● DATASET RECORDS
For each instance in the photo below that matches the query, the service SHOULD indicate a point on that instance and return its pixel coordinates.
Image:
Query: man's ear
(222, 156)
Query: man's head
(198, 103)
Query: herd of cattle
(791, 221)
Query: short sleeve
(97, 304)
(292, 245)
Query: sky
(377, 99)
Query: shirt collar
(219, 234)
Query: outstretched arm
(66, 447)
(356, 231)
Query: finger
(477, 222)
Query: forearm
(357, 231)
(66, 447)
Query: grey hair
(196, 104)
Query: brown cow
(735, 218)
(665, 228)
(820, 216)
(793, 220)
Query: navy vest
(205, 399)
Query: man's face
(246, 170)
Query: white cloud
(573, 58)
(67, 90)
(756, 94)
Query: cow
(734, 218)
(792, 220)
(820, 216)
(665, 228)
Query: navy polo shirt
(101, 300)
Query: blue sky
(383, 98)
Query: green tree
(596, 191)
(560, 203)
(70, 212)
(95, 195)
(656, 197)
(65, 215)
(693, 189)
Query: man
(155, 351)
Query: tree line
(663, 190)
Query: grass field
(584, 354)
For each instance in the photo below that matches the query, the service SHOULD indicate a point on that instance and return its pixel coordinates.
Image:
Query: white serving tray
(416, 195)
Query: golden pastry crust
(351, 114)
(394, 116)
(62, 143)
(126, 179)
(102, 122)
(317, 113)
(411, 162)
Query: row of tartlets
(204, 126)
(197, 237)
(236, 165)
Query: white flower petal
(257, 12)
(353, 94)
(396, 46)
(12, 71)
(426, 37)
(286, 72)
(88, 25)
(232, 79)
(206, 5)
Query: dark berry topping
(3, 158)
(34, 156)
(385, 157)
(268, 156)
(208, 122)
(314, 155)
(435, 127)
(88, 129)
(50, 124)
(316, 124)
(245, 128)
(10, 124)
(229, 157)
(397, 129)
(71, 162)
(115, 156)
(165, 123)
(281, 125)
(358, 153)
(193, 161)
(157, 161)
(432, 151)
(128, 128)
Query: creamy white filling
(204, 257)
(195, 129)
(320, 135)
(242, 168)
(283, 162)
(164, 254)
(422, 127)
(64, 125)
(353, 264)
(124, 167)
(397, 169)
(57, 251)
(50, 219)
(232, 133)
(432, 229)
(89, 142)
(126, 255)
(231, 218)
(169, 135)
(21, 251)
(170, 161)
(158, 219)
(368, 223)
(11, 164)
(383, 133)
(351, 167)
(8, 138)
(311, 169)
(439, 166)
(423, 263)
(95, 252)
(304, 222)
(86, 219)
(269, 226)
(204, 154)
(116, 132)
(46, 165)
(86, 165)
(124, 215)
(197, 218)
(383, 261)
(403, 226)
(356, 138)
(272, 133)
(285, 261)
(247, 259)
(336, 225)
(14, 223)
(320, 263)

● WRITTEN REQUEST
Type the material above out again, exactly.

● RESPONSE TO THIS TASK
For each instance in the photo below that matches the query, the service SHOULD indicate a point on that instance and return its pixel coordinates.
Image:
Query: man's ear
(222, 156)
Query: man's head
(198, 103)
Query: herd of cattle
(791, 221)
Query: short sleeve
(97, 304)
(292, 245)
Query: sky
(377, 99)
Query: shirt collar
(219, 234)
Query: outstretched arm
(66, 447)
(356, 231)
Query: finger
(477, 222)
Query: forearm
(357, 231)
(66, 447)
Query: grey hair
(196, 104)
Query: brown cow
(735, 218)
(665, 228)
(820, 216)
(793, 220)
Query: navy vest
(205, 399)
Query: man's face
(246, 170)
Query: white cloud
(573, 58)
(67, 90)
(756, 94)
Query: cow
(734, 218)
(792, 220)
(820, 216)
(665, 228)
Query: navy polo shirt
(101, 300)
Query: blue sky
(383, 98)
Query: green tree
(596, 191)
(560, 203)
(70, 212)
(95, 195)
(656, 197)
(65, 215)
(693, 189)
Query: man
(155, 351)
Query: tree line
(663, 190)
Query: grass field
(584, 354)
For each instance in the photo below that matches the query, the service SHOULD indicate a point on that instance and return its pixel coordinates.
Image:
Query: white serving tray
(416, 195)
Query: golden pastry crust
(351, 114)
(394, 116)
(62, 143)
(126, 179)
(102, 122)
(317, 113)
(411, 162)
Query: row of tartlets
(204, 126)
(197, 237)
(236, 165)
Query: white flower petal
(257, 12)
(353, 94)
(396, 46)
(12, 71)
(426, 37)
(286, 72)
(88, 25)
(232, 79)
(206, 5)
Query: dark berry topping
(3, 158)
(34, 156)
(385, 157)
(268, 156)
(208, 122)
(314, 155)
(435, 127)
(88, 129)
(50, 124)
(316, 124)
(245, 128)
(10, 124)
(229, 157)
(397, 129)
(71, 162)
(115, 156)
(165, 123)
(281, 125)
(358, 153)
(193, 161)
(157, 161)
(432, 151)
(128, 128)
Query: creamy white filling
(204, 257)
(195, 129)
(320, 135)
(242, 168)
(283, 162)
(164, 254)
(422, 127)
(64, 125)
(353, 264)
(124, 167)
(397, 169)
(57, 251)
(50, 219)
(232, 133)
(432, 229)
(89, 142)
(126, 255)
(231, 218)
(169, 135)
(21, 251)
(170, 161)
(158, 219)
(368, 223)
(11, 164)
(383, 133)
(351, 167)
(8, 138)
(311, 169)
(439, 166)
(423, 263)
(95, 252)
(304, 222)
(86, 219)
(269, 226)
(204, 154)
(116, 132)
(46, 165)
(86, 165)
(124, 215)
(197, 218)
(383, 261)
(403, 226)
(356, 138)
(272, 133)
(285, 261)
(247, 259)
(336, 225)
(14, 223)
(320, 263)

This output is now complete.